PASSAGE FOR REVIEW:
************

Some of these sites offer advice on how to stave off hunger and burn extra calories like eating ice and chewing gum. In Taylor’s experience, she learned how to trick friends and family by wearing dresses to look bigger and eating just before check-ups. “Thinspo diets recommend a few hundred calories per day, plus fasting entirely on certain days of the week,” Taylor explained.
Last year, she was diagnosed with anorexia. At her lowest point, Taylor weighed about 88 pounds. Ultimately, she left school to focus on her recovery. She is now attending regular therapy sessions and is resuming her studies, retaking her A-Levels. Her petition’s objectives include raising awareness about the dangers of eating disorders among children through teaching in schools and outright banning these sites.
“If children were encouraged to steer clear of blogs that normalize what is a very serious and damaging mental illness, I would hope that the number of cases per year of anorexia would decrease,” Taylor said.
The Oxford teen believes addressing the issue with children before they are influenced by the media’s representation of body image is an important step toward preventing the development of eating disorders. “The current state of our culture expects young people to idolize thin models and celebrities, and to expect criticism and humiliation of anyone who does not conform,” she said. “Whilst it is a somewhat arduous task to dismantle the celebrity culture, I believe a positive option is to target children before they become influenced by the media and peer pressure to become thin.”

************

EXERCISE DETAILS:
Retype the article on pro-anorexia websites word for word, starting at "Last year, she" and ending at "banning these sites.". The listing that comes next is drawn from a separate source.

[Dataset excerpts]
************

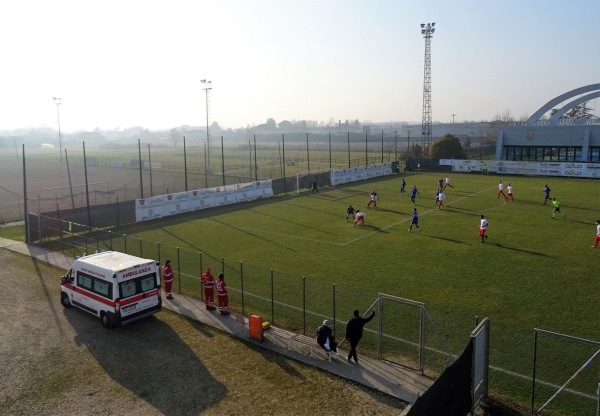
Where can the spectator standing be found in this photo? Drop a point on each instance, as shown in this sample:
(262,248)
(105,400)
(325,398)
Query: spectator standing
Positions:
(509,193)
(482,228)
(448,183)
(354,331)
(360,216)
(325,338)
(208,281)
(597,234)
(413,194)
(168,278)
(556,205)
(501,190)
(223,299)
(441,198)
(415,220)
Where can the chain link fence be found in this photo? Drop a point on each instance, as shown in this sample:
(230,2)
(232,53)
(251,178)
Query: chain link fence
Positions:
(300,303)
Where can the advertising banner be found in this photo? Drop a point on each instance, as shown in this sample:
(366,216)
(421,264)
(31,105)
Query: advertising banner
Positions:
(181,202)
(339,176)
(514,167)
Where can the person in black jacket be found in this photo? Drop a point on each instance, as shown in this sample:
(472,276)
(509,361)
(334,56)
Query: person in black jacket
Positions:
(354,329)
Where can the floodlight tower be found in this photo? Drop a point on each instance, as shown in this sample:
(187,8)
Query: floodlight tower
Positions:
(427,30)
(207,88)
(58,102)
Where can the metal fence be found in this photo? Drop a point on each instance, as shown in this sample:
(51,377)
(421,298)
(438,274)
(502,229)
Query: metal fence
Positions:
(426,341)
(93,175)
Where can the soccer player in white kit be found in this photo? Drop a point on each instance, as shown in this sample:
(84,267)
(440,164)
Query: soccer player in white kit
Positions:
(482,227)
(501,190)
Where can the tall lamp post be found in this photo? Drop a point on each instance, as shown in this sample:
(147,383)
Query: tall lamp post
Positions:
(427,30)
(58,102)
(207,88)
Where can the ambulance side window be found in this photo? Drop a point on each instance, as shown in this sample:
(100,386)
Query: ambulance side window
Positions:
(127,288)
(84,281)
(102,288)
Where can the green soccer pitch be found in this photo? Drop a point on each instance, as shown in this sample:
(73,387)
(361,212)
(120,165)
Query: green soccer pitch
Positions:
(532,272)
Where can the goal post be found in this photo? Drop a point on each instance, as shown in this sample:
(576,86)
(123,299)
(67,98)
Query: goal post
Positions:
(305,179)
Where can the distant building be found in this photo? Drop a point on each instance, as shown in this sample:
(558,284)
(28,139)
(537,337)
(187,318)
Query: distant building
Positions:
(555,137)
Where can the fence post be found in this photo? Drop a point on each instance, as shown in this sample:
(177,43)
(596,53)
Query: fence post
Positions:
(304,305)
(200,265)
(272,299)
(242,284)
(333,287)
(179,270)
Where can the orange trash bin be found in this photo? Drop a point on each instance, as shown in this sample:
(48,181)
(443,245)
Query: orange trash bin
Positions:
(255,327)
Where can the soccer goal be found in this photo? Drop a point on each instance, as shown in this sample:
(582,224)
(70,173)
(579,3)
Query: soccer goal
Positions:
(304,180)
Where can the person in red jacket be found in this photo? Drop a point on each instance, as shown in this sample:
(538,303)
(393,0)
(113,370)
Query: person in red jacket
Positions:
(208,281)
(222,295)
(168,278)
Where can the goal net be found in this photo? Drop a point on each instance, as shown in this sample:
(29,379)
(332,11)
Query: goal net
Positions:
(304,180)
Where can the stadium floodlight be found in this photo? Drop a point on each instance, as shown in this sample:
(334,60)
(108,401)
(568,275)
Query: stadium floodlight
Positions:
(427,32)
(305,179)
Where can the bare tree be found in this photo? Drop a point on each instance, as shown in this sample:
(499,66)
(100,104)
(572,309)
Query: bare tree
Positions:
(174,137)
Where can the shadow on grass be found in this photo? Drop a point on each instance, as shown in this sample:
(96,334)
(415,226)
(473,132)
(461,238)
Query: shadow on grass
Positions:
(451,240)
(149,359)
(535,253)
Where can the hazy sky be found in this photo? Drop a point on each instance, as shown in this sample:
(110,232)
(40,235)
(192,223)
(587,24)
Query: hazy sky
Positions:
(123,63)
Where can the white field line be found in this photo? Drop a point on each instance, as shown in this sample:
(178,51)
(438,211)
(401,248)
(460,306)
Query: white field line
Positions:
(315,240)
(431,349)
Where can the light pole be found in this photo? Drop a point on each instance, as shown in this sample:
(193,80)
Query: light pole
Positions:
(427,30)
(58,102)
(207,88)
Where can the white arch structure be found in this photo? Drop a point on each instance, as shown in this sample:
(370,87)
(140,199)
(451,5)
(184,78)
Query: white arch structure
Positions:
(593,88)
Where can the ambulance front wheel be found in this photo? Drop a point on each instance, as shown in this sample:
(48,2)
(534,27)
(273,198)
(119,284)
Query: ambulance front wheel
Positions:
(64,299)
(105,320)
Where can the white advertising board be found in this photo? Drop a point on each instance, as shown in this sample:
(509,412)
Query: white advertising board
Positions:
(339,176)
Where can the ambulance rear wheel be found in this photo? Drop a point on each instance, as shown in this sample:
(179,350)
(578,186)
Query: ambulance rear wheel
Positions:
(105,320)
(64,299)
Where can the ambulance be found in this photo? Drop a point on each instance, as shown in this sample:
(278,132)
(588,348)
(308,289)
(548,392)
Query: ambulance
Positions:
(116,287)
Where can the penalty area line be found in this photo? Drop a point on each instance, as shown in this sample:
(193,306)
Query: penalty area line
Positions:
(409,219)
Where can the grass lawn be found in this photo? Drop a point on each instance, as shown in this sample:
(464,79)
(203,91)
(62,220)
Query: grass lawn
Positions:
(533,271)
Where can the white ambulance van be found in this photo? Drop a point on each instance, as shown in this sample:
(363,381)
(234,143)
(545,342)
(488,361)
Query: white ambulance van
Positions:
(116,287)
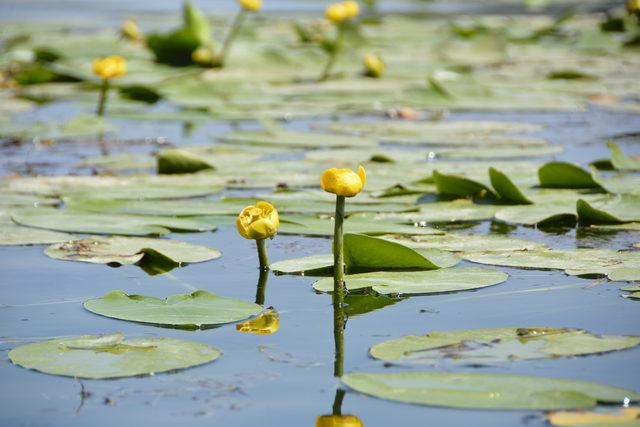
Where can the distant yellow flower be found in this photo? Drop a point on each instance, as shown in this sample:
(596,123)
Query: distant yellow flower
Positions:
(343,182)
(110,67)
(251,5)
(336,13)
(352,8)
(130,30)
(582,418)
(373,64)
(267,323)
(338,421)
(258,222)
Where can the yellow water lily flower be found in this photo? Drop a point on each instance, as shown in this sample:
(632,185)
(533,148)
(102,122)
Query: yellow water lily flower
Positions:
(352,8)
(580,418)
(251,5)
(130,30)
(373,64)
(338,421)
(258,222)
(336,13)
(267,323)
(343,182)
(110,67)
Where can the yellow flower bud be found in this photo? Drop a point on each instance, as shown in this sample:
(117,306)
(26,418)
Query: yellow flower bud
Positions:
(373,65)
(131,31)
(267,323)
(110,67)
(338,421)
(336,13)
(258,222)
(343,182)
(203,56)
(251,5)
(352,8)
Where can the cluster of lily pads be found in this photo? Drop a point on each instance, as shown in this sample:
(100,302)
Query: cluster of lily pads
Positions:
(389,240)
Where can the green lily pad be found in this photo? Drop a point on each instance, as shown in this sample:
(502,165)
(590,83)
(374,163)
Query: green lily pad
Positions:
(180,161)
(579,262)
(460,186)
(506,189)
(362,252)
(313,226)
(609,210)
(457,242)
(419,282)
(131,250)
(565,175)
(95,223)
(198,310)
(111,356)
(486,391)
(486,346)
(621,161)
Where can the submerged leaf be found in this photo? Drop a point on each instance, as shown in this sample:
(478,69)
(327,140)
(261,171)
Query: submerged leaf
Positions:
(100,357)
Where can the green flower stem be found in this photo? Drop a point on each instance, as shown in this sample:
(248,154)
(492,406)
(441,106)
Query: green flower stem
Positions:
(338,287)
(102,101)
(337,47)
(231,35)
(337,402)
(262,286)
(262,254)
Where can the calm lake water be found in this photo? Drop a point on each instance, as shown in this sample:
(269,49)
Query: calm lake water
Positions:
(286,379)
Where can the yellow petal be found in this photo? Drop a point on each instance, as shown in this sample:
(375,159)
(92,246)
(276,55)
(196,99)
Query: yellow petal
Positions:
(575,418)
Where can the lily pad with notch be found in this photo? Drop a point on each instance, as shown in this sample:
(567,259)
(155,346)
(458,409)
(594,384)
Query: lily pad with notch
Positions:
(111,356)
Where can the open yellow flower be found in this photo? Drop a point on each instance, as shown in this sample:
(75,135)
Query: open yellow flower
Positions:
(110,67)
(373,64)
(258,222)
(251,5)
(338,421)
(343,182)
(267,323)
(336,13)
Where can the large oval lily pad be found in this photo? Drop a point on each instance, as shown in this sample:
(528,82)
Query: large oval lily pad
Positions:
(201,309)
(419,282)
(130,250)
(484,346)
(111,356)
(96,223)
(486,391)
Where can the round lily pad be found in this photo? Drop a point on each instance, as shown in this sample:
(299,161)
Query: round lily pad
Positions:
(111,356)
(486,391)
(199,310)
(482,346)
(419,282)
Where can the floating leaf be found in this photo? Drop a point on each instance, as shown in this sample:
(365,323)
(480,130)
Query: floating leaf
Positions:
(623,417)
(180,161)
(609,210)
(131,250)
(486,346)
(94,223)
(486,391)
(575,262)
(419,282)
(367,253)
(198,310)
(565,175)
(460,186)
(111,356)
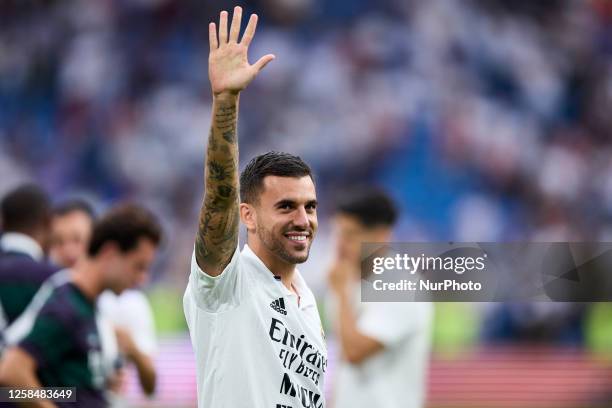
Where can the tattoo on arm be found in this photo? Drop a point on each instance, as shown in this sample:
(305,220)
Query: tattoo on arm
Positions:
(217,235)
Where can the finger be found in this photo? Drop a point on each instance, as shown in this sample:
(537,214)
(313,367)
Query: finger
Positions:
(223,28)
(236,20)
(212,36)
(263,61)
(250,30)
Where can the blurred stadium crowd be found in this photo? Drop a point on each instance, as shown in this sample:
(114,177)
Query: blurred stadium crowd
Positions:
(487,120)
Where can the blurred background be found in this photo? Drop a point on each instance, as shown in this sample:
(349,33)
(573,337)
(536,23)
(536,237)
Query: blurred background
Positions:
(487,120)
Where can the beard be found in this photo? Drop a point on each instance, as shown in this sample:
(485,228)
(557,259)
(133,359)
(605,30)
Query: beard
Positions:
(275,244)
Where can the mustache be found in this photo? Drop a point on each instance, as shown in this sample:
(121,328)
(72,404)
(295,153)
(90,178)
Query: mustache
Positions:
(298,229)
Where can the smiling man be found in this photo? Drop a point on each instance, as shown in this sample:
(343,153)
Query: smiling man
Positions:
(253,321)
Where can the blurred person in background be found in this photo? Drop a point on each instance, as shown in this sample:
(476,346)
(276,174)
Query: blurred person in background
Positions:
(71,227)
(253,320)
(384,347)
(63,347)
(26,218)
(129,312)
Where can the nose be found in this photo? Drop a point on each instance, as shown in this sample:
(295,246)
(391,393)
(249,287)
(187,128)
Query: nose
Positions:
(301,218)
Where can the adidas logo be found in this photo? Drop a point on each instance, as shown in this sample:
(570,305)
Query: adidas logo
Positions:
(279,306)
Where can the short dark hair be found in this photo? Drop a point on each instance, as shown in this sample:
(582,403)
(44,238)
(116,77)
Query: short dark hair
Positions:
(74,205)
(25,209)
(371,206)
(125,225)
(269,164)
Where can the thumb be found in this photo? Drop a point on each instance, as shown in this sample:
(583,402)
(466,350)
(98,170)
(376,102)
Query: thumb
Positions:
(263,61)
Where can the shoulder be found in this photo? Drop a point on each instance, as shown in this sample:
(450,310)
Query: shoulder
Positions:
(67,306)
(24,268)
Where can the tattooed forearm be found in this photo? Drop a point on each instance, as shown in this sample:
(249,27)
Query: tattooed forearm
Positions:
(217,235)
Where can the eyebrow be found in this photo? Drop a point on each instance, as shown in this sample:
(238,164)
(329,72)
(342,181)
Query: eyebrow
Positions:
(293,203)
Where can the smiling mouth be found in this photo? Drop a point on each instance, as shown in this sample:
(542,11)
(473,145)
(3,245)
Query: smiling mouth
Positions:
(299,237)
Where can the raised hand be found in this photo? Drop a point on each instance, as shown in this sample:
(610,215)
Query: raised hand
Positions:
(229,70)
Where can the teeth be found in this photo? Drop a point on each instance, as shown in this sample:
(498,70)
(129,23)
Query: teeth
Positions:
(297,237)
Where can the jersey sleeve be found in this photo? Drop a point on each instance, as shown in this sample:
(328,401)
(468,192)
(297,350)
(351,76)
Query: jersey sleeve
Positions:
(390,323)
(47,341)
(216,294)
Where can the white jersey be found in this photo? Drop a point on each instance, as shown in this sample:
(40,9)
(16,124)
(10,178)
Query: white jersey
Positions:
(395,377)
(131,310)
(255,346)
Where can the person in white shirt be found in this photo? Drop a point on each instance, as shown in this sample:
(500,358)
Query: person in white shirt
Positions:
(128,315)
(384,347)
(253,321)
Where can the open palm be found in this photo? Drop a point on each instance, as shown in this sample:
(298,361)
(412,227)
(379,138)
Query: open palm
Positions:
(228,66)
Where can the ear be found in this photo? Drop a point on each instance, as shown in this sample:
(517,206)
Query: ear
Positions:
(248,216)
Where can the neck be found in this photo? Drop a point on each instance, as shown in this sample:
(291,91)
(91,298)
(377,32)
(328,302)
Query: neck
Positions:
(277,266)
(86,276)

************

SOLUTION FOR THIS PROBLEM:
Last year, she was diagnosed with anorexia. At her lowest point, Taylor weighed about 88 pounds. Ultimately, she left school to focus on her recovery. She is now attending regular therapy sessions and is resuming her studies, retaking her A-Levels. Her petition’s objectives include raising awareness about the dangers of eating disorders among children through teaching in schools and outright banning these sites.